## [Stated problem]
Copy the rows below word for word.

[Point-based annotation data]
╭──

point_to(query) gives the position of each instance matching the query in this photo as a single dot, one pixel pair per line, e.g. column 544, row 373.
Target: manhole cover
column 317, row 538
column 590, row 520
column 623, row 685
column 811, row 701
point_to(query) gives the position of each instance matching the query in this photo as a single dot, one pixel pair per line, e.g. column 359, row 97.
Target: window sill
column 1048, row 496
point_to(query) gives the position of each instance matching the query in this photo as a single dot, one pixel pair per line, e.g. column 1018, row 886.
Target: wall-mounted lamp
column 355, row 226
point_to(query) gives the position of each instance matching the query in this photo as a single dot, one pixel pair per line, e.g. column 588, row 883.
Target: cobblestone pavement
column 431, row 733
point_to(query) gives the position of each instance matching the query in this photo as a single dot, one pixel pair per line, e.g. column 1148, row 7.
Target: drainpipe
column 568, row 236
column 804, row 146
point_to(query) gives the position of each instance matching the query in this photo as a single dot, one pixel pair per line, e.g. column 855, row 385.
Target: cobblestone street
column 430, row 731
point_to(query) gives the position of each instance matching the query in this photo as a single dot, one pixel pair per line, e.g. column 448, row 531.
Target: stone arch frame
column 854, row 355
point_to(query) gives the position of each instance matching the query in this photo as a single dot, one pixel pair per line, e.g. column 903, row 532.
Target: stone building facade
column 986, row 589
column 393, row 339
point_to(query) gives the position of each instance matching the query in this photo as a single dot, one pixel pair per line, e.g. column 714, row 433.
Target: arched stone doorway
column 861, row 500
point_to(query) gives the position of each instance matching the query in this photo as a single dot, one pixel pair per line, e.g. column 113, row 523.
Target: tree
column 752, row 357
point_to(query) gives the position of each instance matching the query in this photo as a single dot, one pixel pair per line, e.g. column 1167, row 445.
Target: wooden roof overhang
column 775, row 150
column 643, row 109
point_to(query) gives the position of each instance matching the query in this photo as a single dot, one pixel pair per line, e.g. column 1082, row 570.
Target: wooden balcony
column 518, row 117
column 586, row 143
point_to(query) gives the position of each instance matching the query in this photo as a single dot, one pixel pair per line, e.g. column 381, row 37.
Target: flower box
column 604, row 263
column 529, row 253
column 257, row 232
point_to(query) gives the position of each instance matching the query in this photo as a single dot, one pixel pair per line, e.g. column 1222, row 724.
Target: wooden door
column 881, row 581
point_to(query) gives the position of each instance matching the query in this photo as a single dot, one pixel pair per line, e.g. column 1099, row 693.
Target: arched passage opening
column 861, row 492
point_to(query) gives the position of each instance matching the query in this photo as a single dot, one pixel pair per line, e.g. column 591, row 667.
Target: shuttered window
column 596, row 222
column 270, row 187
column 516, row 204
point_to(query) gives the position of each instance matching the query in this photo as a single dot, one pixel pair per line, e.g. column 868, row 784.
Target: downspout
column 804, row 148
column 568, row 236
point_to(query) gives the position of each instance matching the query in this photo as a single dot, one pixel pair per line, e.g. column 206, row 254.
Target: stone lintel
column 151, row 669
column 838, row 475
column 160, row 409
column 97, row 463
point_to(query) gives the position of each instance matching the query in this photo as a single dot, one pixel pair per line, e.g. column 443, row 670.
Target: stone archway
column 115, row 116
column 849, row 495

╰──

## [Completed task]
point_to(query) gives the position of each instance matching the query in this photo as a single dot, one pixel pair per line, e.g. column 544, row 373.
Target: manhole cover
column 317, row 538
column 590, row 520
column 623, row 685
column 811, row 701
point_to(query) gives the position of each instance matching the query in this photo as a single dot, one pixel pair per line, e.g. column 359, row 97.
Target: window sill
column 1048, row 496
point_to(query) gives the position of each instance matching the query in this photo as a single dot, one pixel pair per line, e.g. column 1018, row 886.
Target: wall-mounted lamp
column 355, row 226
point_to(query) gives the position of each instance matching the query in this photo as a single dot, one pixel pair per line, e.g. column 588, row 883.
Target: cobblestone pavement
column 431, row 733
point_to(query) gives the position of each instance matching the query in this photo as a single dot, one pixel pair per line, e.g. column 1148, row 7.
Target: drainpipe
column 568, row 236
column 804, row 146
point_to(query) gives the position of each instance matching the query in this photo as a single dot, one pixel pair per line, e.g. column 855, row 385.
Target: cobblestone street
column 430, row 731
point_to(query) gives the position of each instance matching the query in this photo as a single dot, one pixel pair per line, e.g. column 448, row 531.
Target: stone arch frame
column 854, row 355
point_to(query) gives the position of each instance matching the query in this photo as a single dot, one pixel pair per line, e.g. column 903, row 532.
Target: stone building facade
column 986, row 589
column 393, row 339
point_to(query) gives the position of each instance matching the query in this photo as a single dot, one pixel pair per line, e.g. column 714, row 433.
Target: arched stone doorway
column 861, row 500
point_to(query) gives the position of each instance matching the query in this photo as a single dot, one pixel pair per line, e.g. column 113, row 523.
Target: tree
column 752, row 357
point_to(query) gives the position of each instance matching the query in this photo as a single dot, one pixel pair per line, e.g. column 1167, row 445.
Target: wooden roof overhang
column 775, row 150
column 643, row 109
point_to(query) gives the position of each instance matching the query in this photo as a single dot, one pixel pair per line, e.g. column 1082, row 570.
Target: wooden balcony
column 518, row 117
column 586, row 143
point_to(query) gives the position of each instance matching the query in this photo as a single dot, one pixel pair per line, e.g. column 381, row 37.
Target: flower box
column 604, row 263
column 529, row 253
column 257, row 232
point_to(query) gives the position of each instance matching the query in this photo as a single dot, one pixel pair per line, e.g. column 1222, row 724.
Target: wooden door
column 881, row 581
point_to(query) gives the position of each instance matching the query in this photo as a single dot, one pixel pair per line, e.g. column 1099, row 693.
Target: arched passage opening
column 861, row 492
point_to(query) gives the position of each instance matching the query in this photo as a single dot, one pixel pair per line, e.g. column 591, row 667.
Target: shuttered window
column 596, row 222
column 270, row 187
column 516, row 204
point_to(query) gives the position of each instance matching the query in this photo as a single dot, one pixel pair per line, e.g. column 868, row 784.
Target: downspout
column 804, row 148
column 568, row 236
point_to(query) gives the position of each instance matching the query in this photo as a single dot, one pixel pair per line, e.g. column 206, row 254.
Target: stone lintel
column 151, row 669
column 838, row 475
column 160, row 409
column 97, row 463
point_to(query) gives the position of each instance matching the query in this photo as a single dot, one pixel pair per line, e.g. column 443, row 670.
Target: stone archway
column 115, row 116
column 849, row 495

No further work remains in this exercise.